# start of Material for the task

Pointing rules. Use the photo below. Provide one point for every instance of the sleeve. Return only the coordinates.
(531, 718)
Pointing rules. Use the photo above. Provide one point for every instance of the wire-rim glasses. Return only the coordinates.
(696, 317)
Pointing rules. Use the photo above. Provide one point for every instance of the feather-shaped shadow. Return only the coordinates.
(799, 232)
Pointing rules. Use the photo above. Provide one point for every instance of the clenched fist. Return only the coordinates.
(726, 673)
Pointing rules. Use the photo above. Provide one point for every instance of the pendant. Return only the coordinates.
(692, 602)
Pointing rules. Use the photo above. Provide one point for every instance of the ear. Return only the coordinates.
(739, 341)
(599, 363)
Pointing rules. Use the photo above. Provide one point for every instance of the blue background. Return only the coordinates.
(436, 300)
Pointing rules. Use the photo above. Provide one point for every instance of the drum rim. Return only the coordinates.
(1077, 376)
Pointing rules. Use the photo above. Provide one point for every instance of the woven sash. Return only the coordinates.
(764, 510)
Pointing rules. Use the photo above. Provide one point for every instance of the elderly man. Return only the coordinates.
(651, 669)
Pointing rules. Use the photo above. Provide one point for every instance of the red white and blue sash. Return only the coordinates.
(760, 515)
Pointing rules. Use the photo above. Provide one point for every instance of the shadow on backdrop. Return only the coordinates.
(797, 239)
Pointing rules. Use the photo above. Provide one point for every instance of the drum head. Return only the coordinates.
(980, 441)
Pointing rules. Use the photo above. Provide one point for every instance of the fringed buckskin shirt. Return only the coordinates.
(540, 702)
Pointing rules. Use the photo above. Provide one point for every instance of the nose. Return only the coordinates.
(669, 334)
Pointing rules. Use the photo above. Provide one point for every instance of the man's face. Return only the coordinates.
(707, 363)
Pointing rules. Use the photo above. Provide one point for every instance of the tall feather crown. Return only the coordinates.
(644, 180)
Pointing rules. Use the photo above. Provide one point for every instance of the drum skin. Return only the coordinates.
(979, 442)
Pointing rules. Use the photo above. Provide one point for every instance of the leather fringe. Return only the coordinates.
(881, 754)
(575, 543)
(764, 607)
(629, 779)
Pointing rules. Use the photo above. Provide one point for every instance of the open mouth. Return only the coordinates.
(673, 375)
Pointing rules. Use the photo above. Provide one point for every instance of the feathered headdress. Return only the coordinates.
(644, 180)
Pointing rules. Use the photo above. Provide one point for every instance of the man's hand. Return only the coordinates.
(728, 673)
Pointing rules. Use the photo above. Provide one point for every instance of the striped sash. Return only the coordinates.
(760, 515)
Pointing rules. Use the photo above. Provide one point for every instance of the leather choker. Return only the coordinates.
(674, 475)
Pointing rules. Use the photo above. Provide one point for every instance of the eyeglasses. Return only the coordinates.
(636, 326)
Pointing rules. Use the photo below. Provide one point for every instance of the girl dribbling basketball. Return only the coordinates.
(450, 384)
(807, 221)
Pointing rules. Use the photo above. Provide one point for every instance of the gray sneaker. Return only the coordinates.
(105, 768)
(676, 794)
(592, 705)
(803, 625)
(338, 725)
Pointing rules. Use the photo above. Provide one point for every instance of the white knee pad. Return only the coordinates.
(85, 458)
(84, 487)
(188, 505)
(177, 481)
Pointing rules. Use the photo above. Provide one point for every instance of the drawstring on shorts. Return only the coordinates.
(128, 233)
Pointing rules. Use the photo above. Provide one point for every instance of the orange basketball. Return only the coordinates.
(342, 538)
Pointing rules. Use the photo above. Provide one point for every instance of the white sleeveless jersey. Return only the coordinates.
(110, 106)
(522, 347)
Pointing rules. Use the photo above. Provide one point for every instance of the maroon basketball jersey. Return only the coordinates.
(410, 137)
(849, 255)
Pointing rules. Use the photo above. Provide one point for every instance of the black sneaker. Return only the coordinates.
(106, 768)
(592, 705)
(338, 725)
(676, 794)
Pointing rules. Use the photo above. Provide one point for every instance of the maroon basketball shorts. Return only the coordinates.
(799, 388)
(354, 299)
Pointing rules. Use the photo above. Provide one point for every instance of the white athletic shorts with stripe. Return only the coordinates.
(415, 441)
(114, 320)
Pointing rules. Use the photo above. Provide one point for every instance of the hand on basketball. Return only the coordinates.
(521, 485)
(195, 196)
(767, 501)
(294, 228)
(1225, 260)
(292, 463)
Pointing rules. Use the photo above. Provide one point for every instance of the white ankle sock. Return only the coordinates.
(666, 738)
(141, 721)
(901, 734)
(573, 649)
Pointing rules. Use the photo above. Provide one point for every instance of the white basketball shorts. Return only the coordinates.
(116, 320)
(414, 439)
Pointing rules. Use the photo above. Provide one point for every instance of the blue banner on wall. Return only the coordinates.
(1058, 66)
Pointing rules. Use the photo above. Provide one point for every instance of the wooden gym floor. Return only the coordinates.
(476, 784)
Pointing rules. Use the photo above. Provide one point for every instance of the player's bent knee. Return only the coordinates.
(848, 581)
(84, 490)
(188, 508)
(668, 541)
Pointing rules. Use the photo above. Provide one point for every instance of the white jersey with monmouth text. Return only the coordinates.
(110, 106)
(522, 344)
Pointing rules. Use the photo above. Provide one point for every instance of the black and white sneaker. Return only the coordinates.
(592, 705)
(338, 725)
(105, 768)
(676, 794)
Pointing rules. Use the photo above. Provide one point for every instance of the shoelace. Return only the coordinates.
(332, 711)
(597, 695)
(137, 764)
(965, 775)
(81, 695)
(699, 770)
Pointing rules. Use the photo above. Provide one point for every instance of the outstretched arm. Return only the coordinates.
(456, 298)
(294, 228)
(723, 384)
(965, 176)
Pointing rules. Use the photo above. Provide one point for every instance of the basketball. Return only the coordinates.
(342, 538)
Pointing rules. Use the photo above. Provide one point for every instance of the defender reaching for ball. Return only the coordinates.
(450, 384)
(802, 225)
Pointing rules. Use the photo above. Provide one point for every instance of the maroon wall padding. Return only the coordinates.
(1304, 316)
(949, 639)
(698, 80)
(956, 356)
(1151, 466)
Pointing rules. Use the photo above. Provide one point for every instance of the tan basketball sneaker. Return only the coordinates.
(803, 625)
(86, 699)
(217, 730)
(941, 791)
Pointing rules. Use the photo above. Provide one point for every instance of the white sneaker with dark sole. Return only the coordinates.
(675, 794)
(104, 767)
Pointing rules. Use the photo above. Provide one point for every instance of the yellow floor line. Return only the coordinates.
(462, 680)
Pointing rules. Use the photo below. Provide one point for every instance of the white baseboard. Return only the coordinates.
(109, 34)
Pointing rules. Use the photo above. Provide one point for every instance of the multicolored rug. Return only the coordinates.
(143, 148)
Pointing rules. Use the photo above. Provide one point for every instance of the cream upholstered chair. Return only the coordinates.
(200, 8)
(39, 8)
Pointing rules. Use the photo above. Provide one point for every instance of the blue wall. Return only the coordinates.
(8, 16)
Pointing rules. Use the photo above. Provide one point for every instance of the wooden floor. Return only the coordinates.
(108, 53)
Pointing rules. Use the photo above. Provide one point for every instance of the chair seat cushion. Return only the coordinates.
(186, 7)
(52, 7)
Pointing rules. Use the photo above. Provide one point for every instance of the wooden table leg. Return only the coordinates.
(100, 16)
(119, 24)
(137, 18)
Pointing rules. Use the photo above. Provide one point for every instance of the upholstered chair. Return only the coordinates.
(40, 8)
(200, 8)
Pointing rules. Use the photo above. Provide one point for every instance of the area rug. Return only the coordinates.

# end of Material for the task

The records above need to be transcribed in full. Keep every character unchanged.

→ Worked answer
Pointing rules. Use the photo below. Provide one point for every instance of the sleeve. Return only the coordinates.
(531, 718)
Pointing rules. Use the photo above. Provide one point for every instance of the wire-rim glasses. Return only the coordinates.
(696, 317)
Pointing rules. Use the photo above. Provide one point for every instance of the feather-shaped shadow. Return only the coordinates.
(799, 232)
Pointing rules. Use the photo above. Provide one point for every instance of the clenched fist. Return only the coordinates.
(726, 673)
Pointing rules. Use the photo above. Provide one point for every instance of the pendant. Return only the coordinates.
(692, 602)
Pointing rules. Use the photo above. Provide one point for every instance of the ear. Return only the coordinates.
(739, 341)
(599, 363)
Pointing rules. Use the photo above. Provide one point for every instance of the blue background. Return only the coordinates.
(436, 300)
Pointing rules. Use the photo above. Provide one point for every instance of the drum rim. Return only the coordinates.
(1077, 376)
Pointing rules. Use the photo above. Provide one point for every instance of the woven sash. Return only the coordinates.
(764, 510)
Pointing rules. Use the photo above. Provide one point for every instance of the elderly man. Return only the coordinates.
(651, 669)
Pointing rules. Use the photo above. Provide one point for every instance of the red white and blue sash. Return only the coordinates.
(760, 515)
Pointing rules. Use the photo above. Provide one point for every instance of the shadow on backdrop. Return only the coordinates.
(797, 239)
Pointing rules. Use the photo above. Provide one point for every instance of the drum head. Return only the coordinates.
(980, 441)
Pointing rules. Use the photo above. Provide one point for every instance of the fringed buckskin shirt. Return only the coordinates.
(540, 702)
Pointing rules. Use the photo above. Provide one point for every instance of the nose. Return only the coordinates.
(669, 334)
Pointing rules. Use the photo above. Provide one point for every instance of the man's face. Return only the coordinates.
(707, 363)
Pointing rules. Use the photo above. Provide one point for every instance of the tall feather crown. Return only the coordinates.
(644, 180)
Pointing rules. Use the photo above. Provide one point for every instance of the drum skin. Return only the coordinates.
(979, 442)
Pointing rules. Use the photo above. Provide one point for every instance of the leather fringe. Return only the coordinates.
(881, 754)
(575, 543)
(764, 607)
(629, 779)
Pointing rules. Use the photo above. Provide one point for every instance of the open mouth. Return only the coordinates.
(673, 375)
Pointing rules. Use the photo above. Provide one point for every instance of the feathered headdress. Return only the coordinates.
(644, 180)
Pointing rules. Use the photo above. Provide one point for every instance of the man's hand. Return only the coordinates.
(728, 673)
Pointing rules. Use the photo above. Provide one point for every instance of the striped sash. Return only the coordinates.
(760, 515)
Pointing rules. Use the photo above. Provide one point for every instance of the leather choker. Return only the coordinates.
(674, 475)
Pointing rules. Use the photo above. Provide one point for every instance of the eyeglasses. Return only the coordinates.
(636, 326)
Pointing rules. Use the photo below. Provide one point for every instance of the girl dribbling basketball. Return only the coordinates.
(450, 384)
(807, 221)
Pointing rules. Use the photo above. Provide one point for every instance of the gray sneaker. Return only the coordinates.
(105, 768)
(676, 794)
(592, 705)
(803, 625)
(338, 725)
Pointing rules. Use the photo above. Provide one point for every instance of the white knee pad. Return only the coordinates.
(85, 458)
(84, 487)
(188, 505)
(177, 481)
Pointing rules. Use the photo above. Provide one point for every instance of the drawstring on shorts. Return only the coordinates.
(128, 233)
Pointing rules. Use the photo above. Provide one point for every instance of the orange basketball. Return only the coordinates.
(342, 538)
Pointing rules. Use the photo above. Provide one point for every instance of the white sleeveless jersey. Return only the coordinates.
(110, 106)
(522, 347)
Pointing rules. Use the photo above. Provide one point for every instance of the maroon basketball jersey. Return only the coordinates.
(410, 137)
(849, 255)
Pointing rules. Use the photo above. Provide one point for every instance of the black sneaker. Return only the coordinates.
(106, 768)
(592, 705)
(338, 725)
(676, 794)
Pointing rules. Use the photo above. Provide one point for every instance of the maroon basketball shorts. Return only the coordinates.
(799, 388)
(354, 299)
Pointing rules. Use the photo above. Provide one point for every instance of the white athletic shorts with stripe. Return only the coordinates.
(415, 441)
(114, 320)
Pointing rules. Use the photo above. Provide one point for every instance of the hand on basketball. Return only the coordinates.
(521, 485)
(195, 196)
(767, 501)
(294, 228)
(1225, 260)
(292, 463)
Pointing rules. Use the photo above. Provide one point for every instance of the white ankle sock. Return only the coordinates.
(666, 738)
(141, 721)
(901, 734)
(573, 649)
Pointing rules. Use the photo above. Provide one point for every instance of the white basketball shorts. Return only the coordinates.
(116, 320)
(414, 439)
Pointing rules. Use the photo above. Provide one point for every instance of the blue banner on wall. Return only the coordinates.
(1058, 66)
Pointing rules. Use the photo above. Provide one point for every instance of the wooden gym floor. Return only the coordinates.
(476, 784)
Pointing rules. Use the photo above. Provide one point for every instance of the player's bent knee. Return only the coordinates.
(848, 581)
(84, 490)
(188, 508)
(668, 541)
Pointing rules. Use the photo above. Provide one point for every instance of the white jersey with monmouth text. Return only the coordinates.
(110, 106)
(522, 344)
Pointing rules. Use the photo above. Provide one point for every instance of the black and white sneaker. Return only the coordinates.
(592, 705)
(338, 725)
(105, 768)
(676, 794)
Pointing rules. Use the photo above. Provide one point for every instance of the shoelace. Return only the coordinates.
(332, 711)
(597, 695)
(137, 764)
(965, 775)
(81, 695)
(699, 770)
Pointing rules. Use the photo above. Provide one point for every instance of the outstretched arm. Return only the coordinates.
(456, 298)
(294, 228)
(723, 384)
(965, 176)
Pointing rules. Use the photo above. Provide one point for every instance of the basketball. Return only the coordinates.
(342, 538)
Pointing rules. Use the photo above. Provide one point for every instance of the defender reaching for ball. Return only the coordinates.
(450, 384)
(802, 225)
Pointing rules. Use the photo above. Provide one point for every instance of the maroon wall padding. Return only the coordinates.
(1304, 316)
(949, 639)
(698, 80)
(956, 356)
(1151, 466)
Pointing rules. Use the photo above. Provide one point for every instance of the tan basketball sneaker. Return only the coordinates.
(803, 625)
(86, 699)
(217, 730)
(941, 791)
Pointing rules. Use the photo above. Provide one point for every instance of the white sneaker with dark sole. Return only the coordinates.
(675, 794)
(104, 767)
Pointing rules. Use the photo above. Provide one point for every instance of the yellow floor line. Return only the coordinates.
(462, 680)
Pointing rules. Use the photo below. Provide one point for every instance of the white baseboard. Return only the coordinates.
(109, 34)
Pointing rules. Use the photo above. Provide one point for every instance of the multicolored rug. Return only the coordinates.
(143, 148)
Pointing rules. Use the photo above. Provide one point for every instance of the cream upholstered chair. Return only the coordinates.
(200, 8)
(39, 8)
Pointing rules. Use the photo above. Provide one point for every instance of the blue wall. Return only the coordinates.
(8, 16)
Pointing rules. Use the photo above. Provide one point for every instance of the wooden floor. Return only the coordinates.
(108, 53)
Pointing rules. Use the photo above. Provide one point for every instance of the chair seat cushion. Return only the coordinates.
(186, 7)
(52, 7)
Pointing rules. Use the photo above. Provide one point for every instance of the wooden table leg. Return only the coordinates.
(100, 16)
(119, 24)
(137, 18)
Pointing rules. Use the photo above. Provide one point for every instance of the upholstered chair. Return only the coordinates.
(40, 8)
(200, 8)
Pointing rules. Use the photo above. Provide one point for every instance of the area rug. Return only the coordinates.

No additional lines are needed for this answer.